>>>>>
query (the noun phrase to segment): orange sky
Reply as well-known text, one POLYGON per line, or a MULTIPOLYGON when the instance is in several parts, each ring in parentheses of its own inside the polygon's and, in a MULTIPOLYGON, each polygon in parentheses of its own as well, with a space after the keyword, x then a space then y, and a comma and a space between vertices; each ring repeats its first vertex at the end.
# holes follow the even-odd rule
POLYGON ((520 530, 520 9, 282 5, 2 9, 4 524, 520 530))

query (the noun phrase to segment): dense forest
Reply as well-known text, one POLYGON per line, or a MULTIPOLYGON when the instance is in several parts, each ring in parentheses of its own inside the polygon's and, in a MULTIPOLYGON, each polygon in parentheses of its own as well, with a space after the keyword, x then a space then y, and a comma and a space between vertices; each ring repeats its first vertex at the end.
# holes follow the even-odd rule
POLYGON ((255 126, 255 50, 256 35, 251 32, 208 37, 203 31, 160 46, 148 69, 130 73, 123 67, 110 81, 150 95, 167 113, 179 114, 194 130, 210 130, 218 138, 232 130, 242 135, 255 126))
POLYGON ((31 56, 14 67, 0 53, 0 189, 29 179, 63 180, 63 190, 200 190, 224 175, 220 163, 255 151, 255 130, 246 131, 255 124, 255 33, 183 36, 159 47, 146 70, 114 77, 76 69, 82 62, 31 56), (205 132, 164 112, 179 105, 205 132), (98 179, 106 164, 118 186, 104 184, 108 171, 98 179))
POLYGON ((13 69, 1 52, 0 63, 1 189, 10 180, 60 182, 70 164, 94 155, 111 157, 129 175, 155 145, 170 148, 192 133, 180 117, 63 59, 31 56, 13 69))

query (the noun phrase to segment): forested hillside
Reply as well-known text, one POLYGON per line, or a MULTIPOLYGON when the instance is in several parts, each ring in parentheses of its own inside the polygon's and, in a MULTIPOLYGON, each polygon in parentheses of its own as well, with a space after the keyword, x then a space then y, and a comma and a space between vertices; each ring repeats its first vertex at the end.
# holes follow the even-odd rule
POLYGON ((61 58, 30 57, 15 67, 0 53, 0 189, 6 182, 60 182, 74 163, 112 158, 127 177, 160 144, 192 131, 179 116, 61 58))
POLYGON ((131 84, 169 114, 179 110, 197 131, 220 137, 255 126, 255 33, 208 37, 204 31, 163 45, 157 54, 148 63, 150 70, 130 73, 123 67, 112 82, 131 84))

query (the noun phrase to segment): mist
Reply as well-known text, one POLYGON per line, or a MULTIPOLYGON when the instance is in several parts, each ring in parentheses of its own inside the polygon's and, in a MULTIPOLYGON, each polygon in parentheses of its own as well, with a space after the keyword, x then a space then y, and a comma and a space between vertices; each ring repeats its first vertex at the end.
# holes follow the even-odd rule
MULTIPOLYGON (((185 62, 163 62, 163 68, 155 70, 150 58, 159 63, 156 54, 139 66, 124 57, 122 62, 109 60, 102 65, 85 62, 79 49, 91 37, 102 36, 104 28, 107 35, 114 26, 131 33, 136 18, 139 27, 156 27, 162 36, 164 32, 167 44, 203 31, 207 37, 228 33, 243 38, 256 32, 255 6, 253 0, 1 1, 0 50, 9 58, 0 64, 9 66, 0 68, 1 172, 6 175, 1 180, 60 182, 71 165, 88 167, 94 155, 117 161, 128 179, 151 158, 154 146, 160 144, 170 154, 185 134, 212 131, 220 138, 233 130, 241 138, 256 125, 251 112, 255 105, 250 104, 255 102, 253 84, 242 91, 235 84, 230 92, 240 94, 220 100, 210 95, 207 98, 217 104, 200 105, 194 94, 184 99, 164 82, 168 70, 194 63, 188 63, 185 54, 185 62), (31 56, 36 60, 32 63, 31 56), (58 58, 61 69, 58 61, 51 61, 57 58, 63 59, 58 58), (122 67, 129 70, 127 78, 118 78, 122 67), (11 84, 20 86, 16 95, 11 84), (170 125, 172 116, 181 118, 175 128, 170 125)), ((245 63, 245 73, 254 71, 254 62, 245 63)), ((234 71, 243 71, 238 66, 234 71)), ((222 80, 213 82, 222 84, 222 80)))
<<<<<
Work to complete | Copy all of the material word for word.

Answer to the exercise |
query (the noun phrase to segment): orange sky
Reply as well-known text, one POLYGON per line, or a MULTIPOLYGON when the instance is in several parts, each ring in parentheses of its own inside the polygon's and, in a MULTIPOLYGON, each polygon in parentheses of its own as well, with a space after the keyword, x then a space then y, and a comma and a space between vertices; each ring repeats its first vertex at the end.
# holes follow the even-odd rule
POLYGON ((520 530, 520 9, 282 5, 2 9, 4 524, 520 530))

query (the noun phrase to segment): dense forest
Reply as well-known text, one POLYGON per line, or a MULTIPOLYGON when the instance is in several parts, each ring in parentheses of its own inside the polygon's and, in a MULTIPOLYGON, each polygon in parentheses of its own as well, with a space after the keyword, x then a space then y, and a comma and a space between vertices; each ring repeats its first vertex at the end.
# holes follow the even-odd rule
POLYGON ((255 126, 255 50, 256 35, 251 32, 208 37, 203 31, 160 46, 148 69, 130 73, 123 67, 110 81, 150 95, 167 113, 179 114, 194 130, 210 130, 218 138, 232 130, 242 135, 255 126))
POLYGON ((31 56, 14 67, 0 53, 0 189, 29 179, 63 180, 63 190, 200 190, 224 175, 220 163, 255 151, 255 130, 246 131, 255 124, 255 33, 183 36, 159 47, 146 70, 114 77, 76 69, 82 62, 31 56), (205 132, 164 112, 179 105, 205 132), (98 179, 106 164, 118 186, 104 184, 108 171, 98 179))
POLYGON ((13 69, 1 52, 0 63, 1 189, 10 180, 60 182, 70 164, 94 155, 111 157, 129 175, 155 145, 170 148, 192 133, 180 117, 63 59, 31 56, 13 69))

query (the noun phrase to segment): forested hillside
Reply as well-known text, one POLYGON per line, or a MULTIPOLYGON when the instance is in several parts, each ring in parentheses of its own inside the polygon's and, in a MULTIPOLYGON, each polygon in parentheses of its own as well, with a space after the keyword, x then a space then y, and a comma and a space between vertices; each ring repeats its first vertex at the end.
# holes follow the even-odd rule
POLYGON ((61 58, 30 57, 15 67, 0 53, 0 189, 6 182, 60 182, 74 163, 112 158, 127 177, 160 144, 192 131, 179 116, 61 58))
POLYGON ((131 84, 169 114, 179 110, 197 131, 220 137, 255 126, 255 33, 208 37, 204 31, 163 45, 157 54, 148 63, 150 70, 130 73, 123 67, 112 82, 131 84))

query (the noun phrase to segment): mist
Reply as well-known text, one POLYGON per line, or a MULTIPOLYGON when the instance is in several parts, each ring in parentheses of its own inside the polygon's and, in a MULTIPOLYGON, each polygon in parentheses of its own as well, with a space after the keyword, x then a space then y, and a comma and a space between vertices; each ring repeats its first vertex at the end.
# holes follow the even-odd rule
MULTIPOLYGON (((185 62, 163 62, 163 68, 155 70, 150 58, 159 63, 156 54, 139 66, 124 57, 122 62, 109 60, 102 65, 85 62, 79 49, 91 37, 102 36, 104 28, 107 35, 114 26, 131 33, 136 18, 139 27, 156 27, 162 36, 164 32, 167 44, 203 31, 207 37, 228 33, 243 38, 256 32, 255 6, 253 0, 1 1, 0 50, 9 58, 0 64, 9 66, 0 68, 1 172, 6 175, 1 180, 60 182, 71 165, 88 167, 94 155, 117 161, 128 179, 151 158, 154 146, 160 144, 170 154, 185 134, 212 131, 220 138, 233 130, 241 138, 256 125, 251 112, 255 105, 250 104, 255 102, 253 84, 242 91, 235 84, 230 92, 240 94, 220 100, 210 95, 207 98, 217 104, 200 105, 194 94, 184 99, 164 82, 168 70, 194 63, 188 63, 185 54, 185 62), (31 56, 36 60, 32 63, 31 56), (58 58, 61 69, 58 61, 51 61, 57 58, 63 59, 58 58), (122 67, 129 70, 127 78, 118 78, 122 67), (11 84, 20 86, 16 95, 11 84), (170 125, 172 116, 181 118, 175 128, 170 125)), ((245 63, 245 73, 254 71, 254 62, 245 63)), ((234 71, 243 71, 238 66, 234 71)), ((222 80, 213 82, 222 84, 222 80)))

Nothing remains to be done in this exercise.